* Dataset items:
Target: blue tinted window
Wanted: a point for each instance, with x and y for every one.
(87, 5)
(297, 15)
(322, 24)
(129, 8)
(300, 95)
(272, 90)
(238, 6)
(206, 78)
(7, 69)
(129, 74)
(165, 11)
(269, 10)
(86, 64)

* Required work:
Transcribe each entry word for word.

* Exercise answer:
Target: blue tinted window
Wanted: a point for each instance, with x and y for every one.
(87, 5)
(297, 15)
(322, 24)
(129, 8)
(300, 95)
(272, 90)
(238, 6)
(206, 78)
(7, 69)
(129, 74)
(165, 11)
(269, 10)
(86, 64)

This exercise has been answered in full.